(What to do): Type out the records that follow, exactly as given.
start Dataset rows
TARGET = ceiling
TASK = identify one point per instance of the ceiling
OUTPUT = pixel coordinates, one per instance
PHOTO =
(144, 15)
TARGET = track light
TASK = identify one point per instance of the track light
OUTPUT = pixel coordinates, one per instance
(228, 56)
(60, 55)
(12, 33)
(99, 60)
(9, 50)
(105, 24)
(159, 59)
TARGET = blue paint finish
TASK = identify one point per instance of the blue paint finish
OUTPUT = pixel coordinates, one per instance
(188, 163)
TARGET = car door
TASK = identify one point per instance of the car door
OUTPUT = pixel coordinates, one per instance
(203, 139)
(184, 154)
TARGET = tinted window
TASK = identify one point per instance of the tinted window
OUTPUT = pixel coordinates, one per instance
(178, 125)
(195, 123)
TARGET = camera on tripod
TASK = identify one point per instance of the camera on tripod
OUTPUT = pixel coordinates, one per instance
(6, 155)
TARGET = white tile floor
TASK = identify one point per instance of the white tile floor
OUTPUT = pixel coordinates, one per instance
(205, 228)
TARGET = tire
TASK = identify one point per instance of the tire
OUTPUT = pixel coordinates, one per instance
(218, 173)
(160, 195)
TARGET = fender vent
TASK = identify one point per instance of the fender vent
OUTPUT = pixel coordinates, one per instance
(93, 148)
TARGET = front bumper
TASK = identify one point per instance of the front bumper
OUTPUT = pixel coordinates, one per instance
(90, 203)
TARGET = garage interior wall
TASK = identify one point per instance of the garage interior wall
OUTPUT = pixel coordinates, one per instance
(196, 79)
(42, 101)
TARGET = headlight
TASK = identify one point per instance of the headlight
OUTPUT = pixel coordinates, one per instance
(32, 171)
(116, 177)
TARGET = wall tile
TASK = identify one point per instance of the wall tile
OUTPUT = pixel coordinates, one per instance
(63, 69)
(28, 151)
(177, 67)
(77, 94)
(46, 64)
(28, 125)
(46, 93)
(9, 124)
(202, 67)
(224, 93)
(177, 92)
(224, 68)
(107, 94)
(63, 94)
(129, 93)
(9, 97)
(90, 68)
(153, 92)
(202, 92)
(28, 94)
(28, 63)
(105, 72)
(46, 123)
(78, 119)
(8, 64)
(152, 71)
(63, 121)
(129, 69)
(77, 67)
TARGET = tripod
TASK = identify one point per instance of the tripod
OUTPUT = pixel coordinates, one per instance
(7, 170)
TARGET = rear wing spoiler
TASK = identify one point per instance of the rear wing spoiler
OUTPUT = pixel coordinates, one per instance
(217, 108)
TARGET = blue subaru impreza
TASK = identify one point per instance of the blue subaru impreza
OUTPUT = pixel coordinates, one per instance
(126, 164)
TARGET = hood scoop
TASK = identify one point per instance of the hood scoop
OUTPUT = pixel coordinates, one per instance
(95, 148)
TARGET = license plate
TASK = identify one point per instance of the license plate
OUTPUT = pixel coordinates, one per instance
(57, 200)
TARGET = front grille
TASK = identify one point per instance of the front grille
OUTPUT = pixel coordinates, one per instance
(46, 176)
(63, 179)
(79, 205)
end Dataset rows
(Solution):
TARGET = ceiling
TASK = identify one point per instance of the ceiling
OUTPUT = pixel coordinates, one per instance
PHOTO =
(144, 15)
TARGET = track light
TASK = identify one point per instance of the track light
OUTPUT = pixel coordinates, one per instance
(228, 56)
(60, 55)
(12, 33)
(99, 60)
(9, 50)
(105, 24)
(159, 59)
TARGET = blue paint finish
TASK = identify one point per instance of the blue paint finish
OUTPUT = pixel coordinates, one per instance
(188, 163)
TARGET = car door
TASK = identify one point per instance of the car door
OUTPUT = pixel coordinates, one per instance
(203, 139)
(184, 154)
TARGET = tinted window
TASK = identify one point per instance of the tinted window
OUTPUT = pixel coordinates, one per instance
(178, 125)
(195, 123)
TARGET = camera on tripod
TASK = identify one point per instance of the camera on tripod
OUTPUT = pixel coordinates, one per instance
(6, 155)
TARGET = white tile floor
TASK = identify one point per instance of the white tile floor
OUTPUT = pixel coordinates, one per instance
(205, 228)
TARGET = tire
TASK = identify one point per instance of the tire
OUTPUT = pixel coordinates, one per instance
(218, 173)
(160, 195)
TARGET = fender vent
TASK = identify one point per instance of the fender vent
OUTPUT = pixel coordinates, one per instance
(93, 148)
TARGET = front bumper
TASK = identify one point per instance of the front bumper
OUTPUT = pixel coordinates, one per instance
(90, 203)
TARGET = garage interior wall
TASK = identify one point per instance of the garage interior wall
OUTPUT = pixel coordinates, one per instance
(196, 79)
(42, 101)
TARGET = headlight
TASK = identify one point per instance of the headlight
OUTPUT = pixel coordinates, one per instance
(32, 171)
(116, 177)
TARGET = wall tile
TASK = identify one point per instance of the wall tile
OUTPUT = pixel coordinates, one per instance
(63, 69)
(28, 151)
(177, 67)
(77, 94)
(46, 64)
(28, 125)
(46, 93)
(9, 124)
(202, 67)
(224, 93)
(177, 92)
(224, 68)
(107, 94)
(63, 94)
(129, 93)
(9, 97)
(90, 68)
(153, 92)
(202, 92)
(28, 94)
(28, 63)
(105, 72)
(46, 123)
(78, 119)
(8, 64)
(152, 71)
(63, 121)
(129, 69)
(77, 67)
TARGET = tripod
TASK = identify one point per instance of the tripod
OUTPUT = pixel coordinates, one per instance
(7, 170)
TARGET = rear wing spoiler
TASK = identify one point per instance of the rear wing spoiler
OUTPUT = pixel coordinates, one per instance
(217, 108)
TARGET = blue subaru impreza
TASK = identify one point per instance of the blue subaru impreza
OUTPUT = pixel coordinates, one per instance
(126, 164)
TARGET = hood scoop
TASK = identify one point per instance of the hood scoop
OUTPUT = pixel coordinates, one per instance
(95, 148)
TARGET = license plate
TASK = identify one point per instance of the license plate
OUTPUT = pixel coordinates, one per instance
(57, 200)
TARGET = front grille
TASK = identify one point per instance of the front grille
OUTPUT = pixel coordinates, one per instance
(46, 176)
(63, 179)
(79, 205)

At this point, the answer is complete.